## What you have to do
Among the records below, find the lines with the word "boot" and copy them.

^^^^

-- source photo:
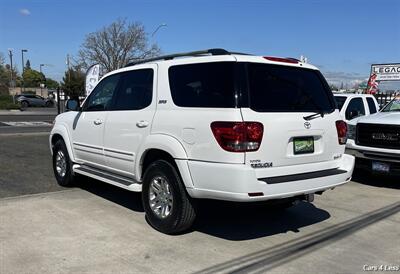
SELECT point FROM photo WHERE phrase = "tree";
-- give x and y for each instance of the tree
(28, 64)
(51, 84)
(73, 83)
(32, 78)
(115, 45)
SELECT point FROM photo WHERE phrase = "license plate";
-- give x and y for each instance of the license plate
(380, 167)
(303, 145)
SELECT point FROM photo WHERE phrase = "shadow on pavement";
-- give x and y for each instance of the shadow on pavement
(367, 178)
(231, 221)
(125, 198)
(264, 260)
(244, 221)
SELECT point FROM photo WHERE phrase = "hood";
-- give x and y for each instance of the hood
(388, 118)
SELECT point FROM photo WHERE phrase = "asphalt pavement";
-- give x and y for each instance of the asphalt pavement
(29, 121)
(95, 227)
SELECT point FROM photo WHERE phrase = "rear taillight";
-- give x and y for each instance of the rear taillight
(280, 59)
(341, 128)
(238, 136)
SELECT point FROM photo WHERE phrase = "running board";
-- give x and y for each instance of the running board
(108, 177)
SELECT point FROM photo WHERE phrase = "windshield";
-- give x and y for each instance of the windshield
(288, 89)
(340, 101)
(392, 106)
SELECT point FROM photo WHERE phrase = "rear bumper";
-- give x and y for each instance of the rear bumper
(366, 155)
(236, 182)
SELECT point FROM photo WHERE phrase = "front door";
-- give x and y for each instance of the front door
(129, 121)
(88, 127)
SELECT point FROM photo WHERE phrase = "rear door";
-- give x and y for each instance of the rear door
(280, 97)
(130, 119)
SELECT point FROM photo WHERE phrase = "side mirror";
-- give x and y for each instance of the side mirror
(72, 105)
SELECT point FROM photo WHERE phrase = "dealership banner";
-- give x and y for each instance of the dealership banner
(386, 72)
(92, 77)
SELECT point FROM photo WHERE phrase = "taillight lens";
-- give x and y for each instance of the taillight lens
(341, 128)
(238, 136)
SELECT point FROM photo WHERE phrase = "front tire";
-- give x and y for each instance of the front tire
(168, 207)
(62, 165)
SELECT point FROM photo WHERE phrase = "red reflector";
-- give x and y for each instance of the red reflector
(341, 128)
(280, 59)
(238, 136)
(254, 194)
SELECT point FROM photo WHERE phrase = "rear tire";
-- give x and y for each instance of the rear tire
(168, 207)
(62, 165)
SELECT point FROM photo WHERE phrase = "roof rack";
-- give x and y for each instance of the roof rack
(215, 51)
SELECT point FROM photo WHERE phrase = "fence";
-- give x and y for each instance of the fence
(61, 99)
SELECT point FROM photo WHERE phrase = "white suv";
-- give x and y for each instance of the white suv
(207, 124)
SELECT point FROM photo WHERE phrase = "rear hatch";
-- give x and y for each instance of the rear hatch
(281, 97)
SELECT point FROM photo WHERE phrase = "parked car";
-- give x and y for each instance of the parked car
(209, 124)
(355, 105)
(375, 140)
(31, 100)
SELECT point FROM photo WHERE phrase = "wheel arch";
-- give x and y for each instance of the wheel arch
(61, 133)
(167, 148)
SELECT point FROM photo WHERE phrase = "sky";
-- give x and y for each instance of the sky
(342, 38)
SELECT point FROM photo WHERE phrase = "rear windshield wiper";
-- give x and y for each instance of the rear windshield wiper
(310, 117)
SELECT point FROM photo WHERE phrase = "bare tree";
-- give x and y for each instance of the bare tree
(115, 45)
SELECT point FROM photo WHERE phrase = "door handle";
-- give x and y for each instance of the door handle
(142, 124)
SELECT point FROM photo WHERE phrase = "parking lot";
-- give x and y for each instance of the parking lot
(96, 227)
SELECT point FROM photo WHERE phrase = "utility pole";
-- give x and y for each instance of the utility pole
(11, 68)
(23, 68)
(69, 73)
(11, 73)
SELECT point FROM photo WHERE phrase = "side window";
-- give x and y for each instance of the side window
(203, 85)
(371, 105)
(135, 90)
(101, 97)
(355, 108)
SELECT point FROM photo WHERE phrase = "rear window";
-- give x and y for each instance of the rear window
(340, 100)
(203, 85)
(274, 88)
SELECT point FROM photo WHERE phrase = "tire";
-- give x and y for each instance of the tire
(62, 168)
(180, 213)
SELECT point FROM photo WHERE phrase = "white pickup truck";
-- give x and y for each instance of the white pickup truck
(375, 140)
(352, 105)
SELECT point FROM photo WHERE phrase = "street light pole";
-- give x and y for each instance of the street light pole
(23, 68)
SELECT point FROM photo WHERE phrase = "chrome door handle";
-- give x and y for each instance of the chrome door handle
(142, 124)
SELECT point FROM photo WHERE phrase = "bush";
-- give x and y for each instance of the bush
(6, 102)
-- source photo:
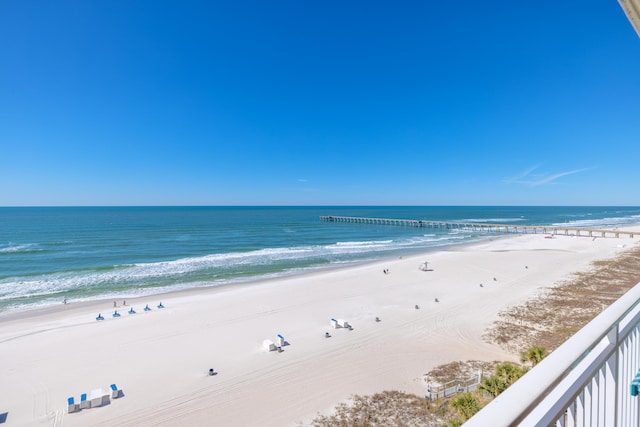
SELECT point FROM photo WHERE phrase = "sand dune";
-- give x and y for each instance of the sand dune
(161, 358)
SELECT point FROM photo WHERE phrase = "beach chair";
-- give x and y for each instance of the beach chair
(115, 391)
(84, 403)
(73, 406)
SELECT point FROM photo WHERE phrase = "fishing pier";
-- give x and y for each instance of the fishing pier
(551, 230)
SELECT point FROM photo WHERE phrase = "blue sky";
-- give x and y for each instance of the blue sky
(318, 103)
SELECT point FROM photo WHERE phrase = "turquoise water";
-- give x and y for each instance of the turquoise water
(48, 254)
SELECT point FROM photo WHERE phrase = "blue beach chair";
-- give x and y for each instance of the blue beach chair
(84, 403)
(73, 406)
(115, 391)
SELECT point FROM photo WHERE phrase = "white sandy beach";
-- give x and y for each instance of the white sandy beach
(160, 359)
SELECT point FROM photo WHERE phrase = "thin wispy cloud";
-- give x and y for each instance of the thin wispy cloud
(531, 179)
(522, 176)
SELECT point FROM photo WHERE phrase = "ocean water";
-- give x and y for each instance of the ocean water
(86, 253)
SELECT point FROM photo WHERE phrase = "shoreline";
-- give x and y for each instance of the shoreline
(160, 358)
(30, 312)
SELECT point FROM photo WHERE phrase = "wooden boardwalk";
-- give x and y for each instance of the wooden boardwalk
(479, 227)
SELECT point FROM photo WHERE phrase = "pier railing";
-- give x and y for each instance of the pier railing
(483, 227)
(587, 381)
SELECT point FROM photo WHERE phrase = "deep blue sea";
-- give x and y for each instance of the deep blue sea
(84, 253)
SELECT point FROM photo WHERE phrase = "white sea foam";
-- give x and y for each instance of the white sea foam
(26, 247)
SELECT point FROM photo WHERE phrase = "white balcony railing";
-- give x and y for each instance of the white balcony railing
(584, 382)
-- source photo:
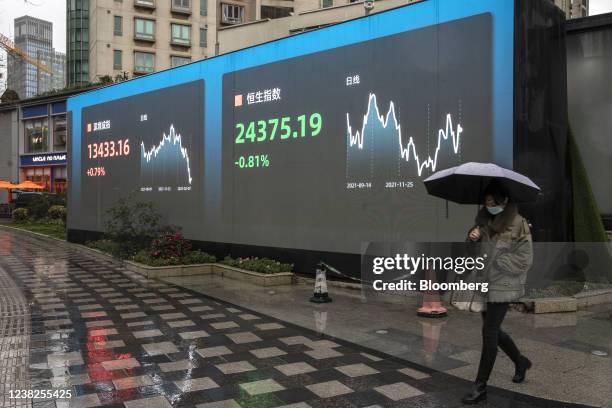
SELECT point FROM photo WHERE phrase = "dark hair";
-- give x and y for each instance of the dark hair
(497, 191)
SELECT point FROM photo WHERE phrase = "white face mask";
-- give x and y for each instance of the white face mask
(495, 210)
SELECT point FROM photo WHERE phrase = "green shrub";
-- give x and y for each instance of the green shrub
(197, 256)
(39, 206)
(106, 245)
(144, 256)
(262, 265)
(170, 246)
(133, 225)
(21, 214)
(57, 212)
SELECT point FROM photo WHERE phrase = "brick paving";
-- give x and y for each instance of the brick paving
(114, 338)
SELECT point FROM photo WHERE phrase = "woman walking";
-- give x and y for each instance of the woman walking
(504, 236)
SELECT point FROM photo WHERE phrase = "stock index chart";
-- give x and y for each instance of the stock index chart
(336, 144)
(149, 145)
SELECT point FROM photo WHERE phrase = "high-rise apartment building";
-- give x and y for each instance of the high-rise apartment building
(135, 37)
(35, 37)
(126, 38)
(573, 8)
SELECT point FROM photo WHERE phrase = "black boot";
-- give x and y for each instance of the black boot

^^^^

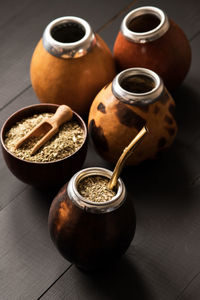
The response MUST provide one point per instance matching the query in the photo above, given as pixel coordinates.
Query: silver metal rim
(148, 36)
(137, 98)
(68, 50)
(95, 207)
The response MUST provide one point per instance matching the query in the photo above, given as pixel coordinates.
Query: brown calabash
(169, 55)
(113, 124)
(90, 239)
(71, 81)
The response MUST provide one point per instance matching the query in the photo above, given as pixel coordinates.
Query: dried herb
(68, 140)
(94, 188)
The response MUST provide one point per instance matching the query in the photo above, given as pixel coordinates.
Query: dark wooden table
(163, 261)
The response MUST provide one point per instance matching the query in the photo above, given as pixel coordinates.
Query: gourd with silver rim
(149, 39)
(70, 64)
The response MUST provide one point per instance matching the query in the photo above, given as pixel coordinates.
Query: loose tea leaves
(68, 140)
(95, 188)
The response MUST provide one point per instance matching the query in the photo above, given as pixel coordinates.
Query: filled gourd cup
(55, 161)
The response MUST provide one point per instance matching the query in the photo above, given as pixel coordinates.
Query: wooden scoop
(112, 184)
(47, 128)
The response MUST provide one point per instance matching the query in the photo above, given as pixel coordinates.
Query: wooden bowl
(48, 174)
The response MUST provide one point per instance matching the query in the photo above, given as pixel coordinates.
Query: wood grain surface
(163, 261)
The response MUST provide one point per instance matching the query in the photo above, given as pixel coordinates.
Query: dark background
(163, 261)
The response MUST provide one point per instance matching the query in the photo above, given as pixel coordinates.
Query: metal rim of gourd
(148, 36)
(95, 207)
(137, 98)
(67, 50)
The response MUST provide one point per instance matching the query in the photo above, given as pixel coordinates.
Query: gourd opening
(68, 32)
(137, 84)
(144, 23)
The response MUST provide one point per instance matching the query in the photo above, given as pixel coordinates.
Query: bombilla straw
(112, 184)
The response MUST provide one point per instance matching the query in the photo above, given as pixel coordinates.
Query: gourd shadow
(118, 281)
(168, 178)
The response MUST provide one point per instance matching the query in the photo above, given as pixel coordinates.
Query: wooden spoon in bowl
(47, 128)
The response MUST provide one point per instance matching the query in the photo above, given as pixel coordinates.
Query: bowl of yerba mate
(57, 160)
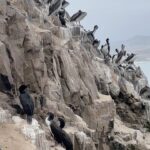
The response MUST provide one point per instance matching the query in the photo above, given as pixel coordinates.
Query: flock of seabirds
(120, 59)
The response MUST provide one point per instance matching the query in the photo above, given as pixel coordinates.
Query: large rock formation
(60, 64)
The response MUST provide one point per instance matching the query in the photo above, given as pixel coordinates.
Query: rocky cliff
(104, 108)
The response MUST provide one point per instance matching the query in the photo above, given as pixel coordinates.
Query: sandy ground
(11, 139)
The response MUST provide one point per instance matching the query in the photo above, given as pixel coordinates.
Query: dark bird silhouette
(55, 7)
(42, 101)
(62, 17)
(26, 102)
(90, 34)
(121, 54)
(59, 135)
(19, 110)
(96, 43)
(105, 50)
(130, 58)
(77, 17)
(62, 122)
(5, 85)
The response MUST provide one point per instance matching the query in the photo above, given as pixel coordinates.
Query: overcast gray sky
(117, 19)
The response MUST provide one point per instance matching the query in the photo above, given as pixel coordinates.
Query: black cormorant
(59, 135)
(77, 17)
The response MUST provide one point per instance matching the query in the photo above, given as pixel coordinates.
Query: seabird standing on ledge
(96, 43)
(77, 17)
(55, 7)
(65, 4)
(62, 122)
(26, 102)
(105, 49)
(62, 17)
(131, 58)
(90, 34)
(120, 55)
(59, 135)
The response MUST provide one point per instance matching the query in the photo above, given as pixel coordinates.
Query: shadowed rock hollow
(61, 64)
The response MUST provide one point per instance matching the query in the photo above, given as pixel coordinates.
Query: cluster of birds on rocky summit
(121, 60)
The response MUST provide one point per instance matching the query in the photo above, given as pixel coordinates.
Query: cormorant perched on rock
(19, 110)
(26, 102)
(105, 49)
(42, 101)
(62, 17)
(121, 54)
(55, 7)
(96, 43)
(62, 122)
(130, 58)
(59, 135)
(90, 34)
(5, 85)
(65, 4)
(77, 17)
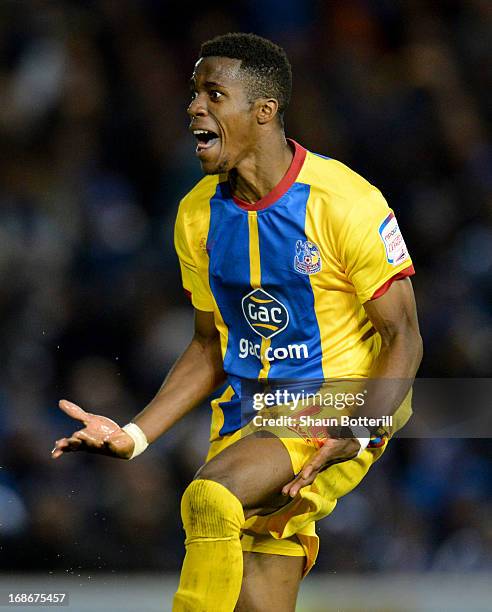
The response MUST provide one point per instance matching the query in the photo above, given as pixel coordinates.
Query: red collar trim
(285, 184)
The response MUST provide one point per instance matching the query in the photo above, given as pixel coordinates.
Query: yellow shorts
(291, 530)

^^^^

## Solution to the problem
SELECT point FROM photo WHERE phrase = "black boot";
-- give x and y for each instance of the black boot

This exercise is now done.